(Extracted information):
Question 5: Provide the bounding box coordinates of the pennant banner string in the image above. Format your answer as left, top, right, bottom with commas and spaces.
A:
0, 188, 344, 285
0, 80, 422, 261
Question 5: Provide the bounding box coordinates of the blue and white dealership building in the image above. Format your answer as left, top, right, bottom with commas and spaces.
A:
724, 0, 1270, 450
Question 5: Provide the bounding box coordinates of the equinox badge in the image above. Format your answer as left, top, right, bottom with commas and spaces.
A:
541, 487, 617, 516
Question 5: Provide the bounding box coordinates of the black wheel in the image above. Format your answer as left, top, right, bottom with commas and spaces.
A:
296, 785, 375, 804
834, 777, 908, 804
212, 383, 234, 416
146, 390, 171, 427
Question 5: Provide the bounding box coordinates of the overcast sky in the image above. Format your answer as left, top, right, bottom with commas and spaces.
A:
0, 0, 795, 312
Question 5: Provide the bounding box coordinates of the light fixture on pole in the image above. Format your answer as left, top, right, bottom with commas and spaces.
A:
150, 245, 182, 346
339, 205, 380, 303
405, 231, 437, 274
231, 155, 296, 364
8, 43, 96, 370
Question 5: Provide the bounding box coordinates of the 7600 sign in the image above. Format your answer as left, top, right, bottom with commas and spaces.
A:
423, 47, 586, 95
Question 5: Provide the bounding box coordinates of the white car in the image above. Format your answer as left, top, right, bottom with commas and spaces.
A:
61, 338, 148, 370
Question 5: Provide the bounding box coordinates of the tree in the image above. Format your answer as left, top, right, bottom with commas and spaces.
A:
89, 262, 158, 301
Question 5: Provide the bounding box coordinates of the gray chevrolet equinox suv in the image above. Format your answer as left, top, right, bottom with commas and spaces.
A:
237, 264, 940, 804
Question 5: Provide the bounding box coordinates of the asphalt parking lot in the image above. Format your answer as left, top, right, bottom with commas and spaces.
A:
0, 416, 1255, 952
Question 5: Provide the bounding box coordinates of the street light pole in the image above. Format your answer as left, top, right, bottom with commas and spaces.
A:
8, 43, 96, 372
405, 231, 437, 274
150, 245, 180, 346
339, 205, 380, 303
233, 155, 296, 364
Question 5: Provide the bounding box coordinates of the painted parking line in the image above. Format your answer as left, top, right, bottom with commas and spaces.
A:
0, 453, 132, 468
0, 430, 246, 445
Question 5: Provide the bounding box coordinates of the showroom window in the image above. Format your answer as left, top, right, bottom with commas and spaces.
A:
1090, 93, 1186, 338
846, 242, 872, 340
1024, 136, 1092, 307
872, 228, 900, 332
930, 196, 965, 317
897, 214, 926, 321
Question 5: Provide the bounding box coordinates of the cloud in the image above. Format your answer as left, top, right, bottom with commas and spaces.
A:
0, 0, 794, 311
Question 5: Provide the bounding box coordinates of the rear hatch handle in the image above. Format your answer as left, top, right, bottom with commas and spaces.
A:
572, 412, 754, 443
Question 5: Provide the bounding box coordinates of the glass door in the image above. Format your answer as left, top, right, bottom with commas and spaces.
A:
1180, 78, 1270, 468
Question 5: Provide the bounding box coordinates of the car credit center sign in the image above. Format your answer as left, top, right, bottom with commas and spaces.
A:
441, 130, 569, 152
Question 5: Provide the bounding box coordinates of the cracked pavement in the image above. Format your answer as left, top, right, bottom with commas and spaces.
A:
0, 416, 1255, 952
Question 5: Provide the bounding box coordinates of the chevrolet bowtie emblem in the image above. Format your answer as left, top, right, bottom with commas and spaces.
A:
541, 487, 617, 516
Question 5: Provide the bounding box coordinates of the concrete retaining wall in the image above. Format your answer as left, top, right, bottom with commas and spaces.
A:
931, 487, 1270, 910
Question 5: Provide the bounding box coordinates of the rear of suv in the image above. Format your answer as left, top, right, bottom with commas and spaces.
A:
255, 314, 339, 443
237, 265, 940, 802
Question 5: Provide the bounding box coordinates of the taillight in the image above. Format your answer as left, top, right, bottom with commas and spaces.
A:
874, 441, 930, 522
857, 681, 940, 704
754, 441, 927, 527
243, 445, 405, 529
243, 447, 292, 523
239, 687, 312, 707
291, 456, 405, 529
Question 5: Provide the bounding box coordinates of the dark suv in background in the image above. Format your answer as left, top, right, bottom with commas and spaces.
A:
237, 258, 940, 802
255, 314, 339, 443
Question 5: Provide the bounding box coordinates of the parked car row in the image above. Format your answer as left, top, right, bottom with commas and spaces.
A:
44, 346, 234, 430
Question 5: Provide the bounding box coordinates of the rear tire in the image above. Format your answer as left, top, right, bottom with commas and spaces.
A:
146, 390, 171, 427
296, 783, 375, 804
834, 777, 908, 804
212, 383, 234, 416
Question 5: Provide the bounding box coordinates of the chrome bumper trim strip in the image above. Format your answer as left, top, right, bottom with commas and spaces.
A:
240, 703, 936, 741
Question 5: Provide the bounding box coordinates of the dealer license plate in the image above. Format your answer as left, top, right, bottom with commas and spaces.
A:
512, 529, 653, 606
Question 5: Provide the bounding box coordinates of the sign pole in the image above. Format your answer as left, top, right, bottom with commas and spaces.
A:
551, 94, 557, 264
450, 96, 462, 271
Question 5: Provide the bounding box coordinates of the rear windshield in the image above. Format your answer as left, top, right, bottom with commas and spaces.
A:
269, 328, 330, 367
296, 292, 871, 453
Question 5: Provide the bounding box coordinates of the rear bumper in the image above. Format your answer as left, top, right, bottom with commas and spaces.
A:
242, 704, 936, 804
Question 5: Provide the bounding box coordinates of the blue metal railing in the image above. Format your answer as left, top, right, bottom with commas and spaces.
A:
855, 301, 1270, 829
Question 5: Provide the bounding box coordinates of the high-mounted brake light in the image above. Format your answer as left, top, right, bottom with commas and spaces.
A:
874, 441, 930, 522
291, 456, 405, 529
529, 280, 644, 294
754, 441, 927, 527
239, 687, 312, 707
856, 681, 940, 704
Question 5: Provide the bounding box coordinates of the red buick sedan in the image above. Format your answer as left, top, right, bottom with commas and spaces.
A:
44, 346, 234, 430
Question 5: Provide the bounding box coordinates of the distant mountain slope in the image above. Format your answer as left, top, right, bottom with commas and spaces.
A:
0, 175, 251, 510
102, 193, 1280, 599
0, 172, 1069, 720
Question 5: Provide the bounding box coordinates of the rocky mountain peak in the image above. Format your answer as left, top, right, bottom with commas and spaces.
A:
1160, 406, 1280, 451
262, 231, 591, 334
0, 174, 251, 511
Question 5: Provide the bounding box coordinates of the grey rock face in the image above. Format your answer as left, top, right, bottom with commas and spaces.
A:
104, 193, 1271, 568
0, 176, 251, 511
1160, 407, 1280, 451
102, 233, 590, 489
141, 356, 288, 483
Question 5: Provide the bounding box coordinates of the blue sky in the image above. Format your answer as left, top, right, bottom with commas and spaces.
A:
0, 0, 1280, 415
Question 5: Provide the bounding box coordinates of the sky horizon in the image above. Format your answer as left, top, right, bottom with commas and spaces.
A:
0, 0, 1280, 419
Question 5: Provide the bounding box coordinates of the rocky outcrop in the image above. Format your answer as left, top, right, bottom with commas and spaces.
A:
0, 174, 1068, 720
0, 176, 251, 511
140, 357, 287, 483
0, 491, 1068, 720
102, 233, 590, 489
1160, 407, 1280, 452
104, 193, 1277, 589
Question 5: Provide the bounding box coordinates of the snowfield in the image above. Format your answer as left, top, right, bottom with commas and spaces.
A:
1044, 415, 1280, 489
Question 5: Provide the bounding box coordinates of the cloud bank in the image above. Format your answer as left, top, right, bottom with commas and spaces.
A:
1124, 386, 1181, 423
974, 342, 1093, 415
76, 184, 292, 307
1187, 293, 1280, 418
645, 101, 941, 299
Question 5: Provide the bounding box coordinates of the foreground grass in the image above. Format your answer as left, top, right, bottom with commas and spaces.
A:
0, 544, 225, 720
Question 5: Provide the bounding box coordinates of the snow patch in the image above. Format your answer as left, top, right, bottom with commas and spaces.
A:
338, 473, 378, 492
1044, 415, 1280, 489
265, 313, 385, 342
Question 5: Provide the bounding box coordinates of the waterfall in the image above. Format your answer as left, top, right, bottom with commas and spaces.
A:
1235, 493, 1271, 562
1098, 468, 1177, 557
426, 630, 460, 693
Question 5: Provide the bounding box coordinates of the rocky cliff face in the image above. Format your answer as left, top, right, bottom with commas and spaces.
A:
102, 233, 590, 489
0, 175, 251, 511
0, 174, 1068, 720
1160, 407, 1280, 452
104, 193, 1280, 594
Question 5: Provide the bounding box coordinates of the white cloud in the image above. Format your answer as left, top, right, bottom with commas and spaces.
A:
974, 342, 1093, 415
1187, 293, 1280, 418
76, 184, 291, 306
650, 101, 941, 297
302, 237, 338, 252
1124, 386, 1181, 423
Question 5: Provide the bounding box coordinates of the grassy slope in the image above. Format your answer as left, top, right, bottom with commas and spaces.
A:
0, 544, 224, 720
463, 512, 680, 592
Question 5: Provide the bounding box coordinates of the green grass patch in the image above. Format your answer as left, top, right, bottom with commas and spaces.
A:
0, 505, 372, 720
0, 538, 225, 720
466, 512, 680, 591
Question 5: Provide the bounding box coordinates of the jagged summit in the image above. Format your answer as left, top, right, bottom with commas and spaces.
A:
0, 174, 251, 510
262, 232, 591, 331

(What is being asked): Show every line of the records that contains the string "slope".

(Written solution):
Question 5: Provide the bounding box coordinates of the distant mountain slope in the image above. Format your answer as left, top, right, bottom with commas and spaces.
Question 5: Provide the bounding box coordinates of the grassy slope in the image above. Format your answer as left, top, right, bottom with commas and spaces.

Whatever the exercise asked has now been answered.